→ **DATA**
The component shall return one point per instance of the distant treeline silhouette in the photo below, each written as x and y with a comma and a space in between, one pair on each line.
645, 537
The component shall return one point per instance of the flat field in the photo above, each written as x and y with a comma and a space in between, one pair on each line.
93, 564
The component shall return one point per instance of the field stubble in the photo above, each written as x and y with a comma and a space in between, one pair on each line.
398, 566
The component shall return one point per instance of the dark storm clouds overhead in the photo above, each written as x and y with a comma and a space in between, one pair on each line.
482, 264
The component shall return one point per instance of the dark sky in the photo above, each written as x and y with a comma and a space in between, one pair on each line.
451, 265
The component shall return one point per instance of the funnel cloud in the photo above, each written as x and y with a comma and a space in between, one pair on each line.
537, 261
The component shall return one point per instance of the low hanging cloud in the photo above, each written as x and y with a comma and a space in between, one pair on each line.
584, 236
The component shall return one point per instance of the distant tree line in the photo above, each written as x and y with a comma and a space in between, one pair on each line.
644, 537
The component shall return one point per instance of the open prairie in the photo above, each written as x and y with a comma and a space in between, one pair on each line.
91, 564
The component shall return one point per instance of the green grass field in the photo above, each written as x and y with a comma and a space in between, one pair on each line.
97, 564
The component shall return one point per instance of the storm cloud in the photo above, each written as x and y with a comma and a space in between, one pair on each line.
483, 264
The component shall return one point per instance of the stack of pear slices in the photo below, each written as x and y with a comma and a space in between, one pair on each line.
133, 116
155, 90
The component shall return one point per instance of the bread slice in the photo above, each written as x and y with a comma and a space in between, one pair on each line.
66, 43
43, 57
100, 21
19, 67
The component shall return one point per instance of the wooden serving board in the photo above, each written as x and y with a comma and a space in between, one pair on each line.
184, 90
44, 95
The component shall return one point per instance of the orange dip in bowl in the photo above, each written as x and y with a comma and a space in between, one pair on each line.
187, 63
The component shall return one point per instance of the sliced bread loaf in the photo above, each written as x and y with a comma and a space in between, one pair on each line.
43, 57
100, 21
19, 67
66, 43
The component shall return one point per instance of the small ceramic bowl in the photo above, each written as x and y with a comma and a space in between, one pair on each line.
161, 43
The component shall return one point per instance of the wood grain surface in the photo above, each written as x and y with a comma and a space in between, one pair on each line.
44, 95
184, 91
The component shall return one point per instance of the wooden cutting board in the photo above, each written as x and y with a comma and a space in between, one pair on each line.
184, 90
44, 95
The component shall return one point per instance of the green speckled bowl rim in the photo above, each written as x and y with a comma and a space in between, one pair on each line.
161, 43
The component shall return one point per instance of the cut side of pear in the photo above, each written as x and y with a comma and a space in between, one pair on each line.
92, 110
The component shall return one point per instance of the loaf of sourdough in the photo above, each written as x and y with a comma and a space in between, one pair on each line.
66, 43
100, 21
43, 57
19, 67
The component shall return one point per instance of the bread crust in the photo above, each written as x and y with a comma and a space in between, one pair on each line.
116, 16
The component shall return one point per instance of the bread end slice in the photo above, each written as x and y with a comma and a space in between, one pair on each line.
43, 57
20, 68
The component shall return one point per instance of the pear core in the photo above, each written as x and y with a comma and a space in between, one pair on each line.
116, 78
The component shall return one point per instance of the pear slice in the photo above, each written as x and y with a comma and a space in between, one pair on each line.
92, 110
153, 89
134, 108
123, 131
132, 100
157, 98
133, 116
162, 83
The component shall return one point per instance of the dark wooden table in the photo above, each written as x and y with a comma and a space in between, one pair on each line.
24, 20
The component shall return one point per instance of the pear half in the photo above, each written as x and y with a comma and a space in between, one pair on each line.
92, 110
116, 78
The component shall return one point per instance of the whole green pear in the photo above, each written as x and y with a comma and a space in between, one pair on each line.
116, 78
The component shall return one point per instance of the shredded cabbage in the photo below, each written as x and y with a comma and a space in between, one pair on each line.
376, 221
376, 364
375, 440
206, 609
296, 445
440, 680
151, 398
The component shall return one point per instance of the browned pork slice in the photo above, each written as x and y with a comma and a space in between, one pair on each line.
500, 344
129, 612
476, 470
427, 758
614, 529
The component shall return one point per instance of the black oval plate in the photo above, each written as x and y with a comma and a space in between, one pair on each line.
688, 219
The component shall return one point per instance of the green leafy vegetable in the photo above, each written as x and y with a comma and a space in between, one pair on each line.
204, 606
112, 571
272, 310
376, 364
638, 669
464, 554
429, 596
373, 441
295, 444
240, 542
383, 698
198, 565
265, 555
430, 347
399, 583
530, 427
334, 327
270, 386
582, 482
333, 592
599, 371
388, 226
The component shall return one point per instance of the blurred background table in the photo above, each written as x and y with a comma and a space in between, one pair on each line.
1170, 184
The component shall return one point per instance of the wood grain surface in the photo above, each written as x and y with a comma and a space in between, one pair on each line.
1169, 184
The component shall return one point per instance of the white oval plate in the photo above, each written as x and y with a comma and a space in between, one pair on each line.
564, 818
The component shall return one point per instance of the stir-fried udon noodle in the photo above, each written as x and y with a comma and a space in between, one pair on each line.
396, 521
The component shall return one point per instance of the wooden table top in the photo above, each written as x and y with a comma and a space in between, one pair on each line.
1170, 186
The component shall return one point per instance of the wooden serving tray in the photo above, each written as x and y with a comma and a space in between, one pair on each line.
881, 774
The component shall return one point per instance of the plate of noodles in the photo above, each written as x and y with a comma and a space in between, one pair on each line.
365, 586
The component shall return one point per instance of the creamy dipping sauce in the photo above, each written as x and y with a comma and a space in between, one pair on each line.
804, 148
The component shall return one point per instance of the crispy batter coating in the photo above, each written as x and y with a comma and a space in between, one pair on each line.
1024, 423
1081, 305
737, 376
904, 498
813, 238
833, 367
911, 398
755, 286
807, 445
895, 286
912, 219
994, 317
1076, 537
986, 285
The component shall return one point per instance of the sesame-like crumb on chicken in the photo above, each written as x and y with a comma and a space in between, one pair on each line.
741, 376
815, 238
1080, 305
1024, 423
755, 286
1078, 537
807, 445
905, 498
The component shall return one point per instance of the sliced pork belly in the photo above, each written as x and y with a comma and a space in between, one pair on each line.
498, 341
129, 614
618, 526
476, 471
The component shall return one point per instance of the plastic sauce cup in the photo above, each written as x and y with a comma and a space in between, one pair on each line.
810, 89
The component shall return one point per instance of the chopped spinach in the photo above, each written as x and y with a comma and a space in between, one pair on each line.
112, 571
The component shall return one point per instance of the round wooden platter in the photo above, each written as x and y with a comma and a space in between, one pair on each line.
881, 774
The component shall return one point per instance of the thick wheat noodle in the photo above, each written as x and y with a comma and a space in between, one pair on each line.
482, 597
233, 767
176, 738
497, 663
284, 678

→ **PROBLEM STATEMENT**
Provide all the records again, word for word.

→ **IN RESPONSE**
The component shall return one point per instance of the distant treeline silhouette in the photo below, each written as x and y with a comma and a space in between, one pair on each line.
645, 537
The component shall return one point per instance of the flat field in the photo above, each written as x and y with a comma and a space in between, one pair on each line.
93, 564
The component shall return one point per instance of the field stubble in the photo above, each written as x and y with a comma and a space in between, one pair on each line.
398, 566
The component shall return one point per instance of the dark storm clouds overhead in the photo above, each written as x and y with a comma and a space in between, one pair on each line.
482, 264
The component shall return one point per instance of the dark sky in the photo above, each written as x and y with a comma and a space in between, one pair on each line.
451, 265
The component shall return one point per instance of the funnel cloud in the photo above, each written as x and y with a comma and a space in between, one pair on each line.
537, 261
The component shall return one point per instance of the low hanging cloud in the photo above, each written as x and y with a comma and a space in between, one pair on each line.
584, 236
The component shall return one point per instance of the distant tree line in the photo above, each written as x and y with a comma and a space in between, one pair on each line.
644, 537
The component shall return one point per instance of the open prairie in the photo above, each written as x and y with a comma and a space in between, one pair on each line.
91, 564
The component shall return one point per instance of the green grass field in the photo above, each written as x and y with a comma and a space in between, one pair on each line.
97, 564
The component shall return one point per instance of the storm cloud in the photo above, each written as x and y with a comma and a space in between, one pair on each line.
483, 264
The component shall return one point per instance of the stack of pear slices in the photo below, each written as x and y with a comma and a space in between, one pair on each line.
133, 116
155, 90
The component shall return one point per instance of the bread slice in the photo above, each written as x and y with a comma and a space in between, one pair on each line.
66, 43
43, 57
100, 21
19, 67
The component shall return one point per instance of the wooden serving board in the photo above, each written as x and y with a comma and a space in between, one pair on each line.
184, 90
44, 95
The component shall return one point per instance of the orange dip in bowl in the photo above, each written as x and y with a comma and a space in between, one pair on each line.
187, 63
The component shall return one point per instance of the sliced bread loaf in the photo above, each written as x and y with a comma and a space in between, one pair on each line.
43, 57
100, 21
19, 67
66, 43
The component shall return one point per instance of the small ceramic bowl in the photo above, each written as x and y with a comma and a space in between, one pair on each line.
161, 43
The component shall return one point per instance of the wood grain surface in the photo above, each written as x and y with a comma and a space in between, one pair on each line.
44, 95
184, 91
The component shall return one point per instance of the wooden cutting board in the photo above, each written as x and y with a comma and a space in between, one pair on each line.
184, 90
44, 95
The component shall return one point per instance of the green speckled bowl rim in the photo above, each written as x and y with a comma and a space in between, one pair on each line.
161, 43
The component shall return one point per instance of the cut side of pear in the photo above, each written as x and y with a comma and a space in between, one pair on each line.
92, 110
The component shall return one point per instance of the loaf of sourdough in the photo above, each written as x and y with a comma and a space in between, one pair on each line.
66, 43
100, 21
43, 57
19, 67
The component shall return one point per instance of the bread crust in the photo above, each written as x and y with a comma and a space in between, one pair on each line.
116, 16
The component shall return one point per instance of the bread end slice in the photo above, each written as x and y with a comma and a space in between, one pair on each line.
43, 57
20, 68
The component shall return one point per instance of the pear core in the photo above, each written as x and y with a comma and a space in between, one pair on each line.
116, 78
The component shall return one point per instance of the pear slice in the photo above, each written as x and y with a comma and a space in between, one pair on each line.
92, 110
153, 89
134, 108
123, 131
132, 100
157, 98
133, 116
162, 83
The component shall return one point per instance of the dark wooden table in the photo above, each written as x and y with a comma and a space in between, one pair on each line.
24, 20
The component shall return one point per instance of the pear half in the photo above, each written as x and y with a comma and a space in between, one pair on each line.
92, 110
116, 78
The component shall return one point per instance of the whole green pear in the photo above, each written as x and y with a comma and a space in between, one pair on each line.
116, 78
The component shall return one point per instance of the shredded cabbage in the photo below, each written as x and y with a comma and a space in between, one pair on each line.
376, 221
376, 364
375, 440
206, 609
296, 445
440, 680
151, 398
The component shall return one point per instance of the browned pork slice in the photo above, each written as x and y with a comma and a space in between, one pair on each line.
500, 344
129, 612
476, 470
427, 758
614, 529
The component shall return one point per instance of the black oval plate in the photo above, each written as x and y with a comma and a space in between, one pair on each line.
688, 219
The component shall return one point per instance of the green leafy vegetable in the photo above, each written as x and y with a comma and a space in between, one pair on each line.
204, 606
112, 571
272, 310
376, 364
638, 669
464, 554
429, 596
373, 441
295, 444
240, 542
383, 698
198, 565
265, 555
430, 347
399, 583
530, 427
334, 327
270, 386
582, 482
333, 592
599, 371
388, 226
The component shall return one point per instance of the blurred background table in the photo above, each written as x and y with a comma and a space in between, one pair on each line.
1170, 184
The component shall return one point per instance of the wood grain surface in the photo above, each written as x and y with a comma and a space in between, one pair on each line.
1169, 184
The component shall return one point per instance of the white oval plate in the photo above, each written as x and y with a comma and a space in between, one pair on each line.
564, 818
The component shall return one point per instance of the stir-fried udon noodle in the photo above, each written as x and y with a comma and a space in between, one pair on each line.
396, 521
The component shall return one point per instance of the wooden table top in the photo above, each written as x and y with a comma and a space in between, one pair on each line.
1170, 186
The component shall return one point per instance of the wooden serving tray in the photo above, each written as x and y with a comma and a space in between, one pair on each line.
881, 774
The component shall return one point per instance of the plate of noodles in the photo above, each written as x and y with a comma and a space in between, one pair on each line.
365, 586
The component shall return one point per instance of the creamy dipping sauce in the photo above, each written as x and y with a comma and a space in between, one pair on each line.
804, 148
The component shall return one point per instance of the crispy batter coating in the photo above, each written as x and y with a comma and a space in between, one pair on each line.
1024, 423
1081, 305
737, 376
904, 498
813, 238
833, 367
911, 398
755, 286
807, 445
895, 286
912, 219
994, 317
1076, 537
986, 285
The component shall return one point per instance of the sesame-like crumb on chicken in the photo above, each written as x and y with a comma and a space in between, one pair on each line.
741, 376
815, 238
1080, 305
1024, 423
755, 286
1078, 537
807, 445
905, 498
The component shall return one point per instance of the sliced pork belly in the photo above, each written as x and y with a comma and a space in between, one pair on each line.
498, 341
129, 614
618, 526
476, 471
The component shall return one point per instance of the plastic sauce cup in the photo above, each written as x and y with a comma and a space in between, one pair on each line.
810, 89
The component shall return one point per instance of the chopped spinach in the photo above, each written as x and y with a comma and a space in between, one pair on each line.
112, 571
The component shall return one point per instance of the round wooden platter in the photo above, each written as x and y with a comma and a space in between, one pair on each line.
881, 774
The component shall return one point per instance of the thick wheat noodle in the photo above, each written as x and y with a comma and a space in between, one pair on each line.
482, 597
233, 767
176, 738
497, 663
284, 678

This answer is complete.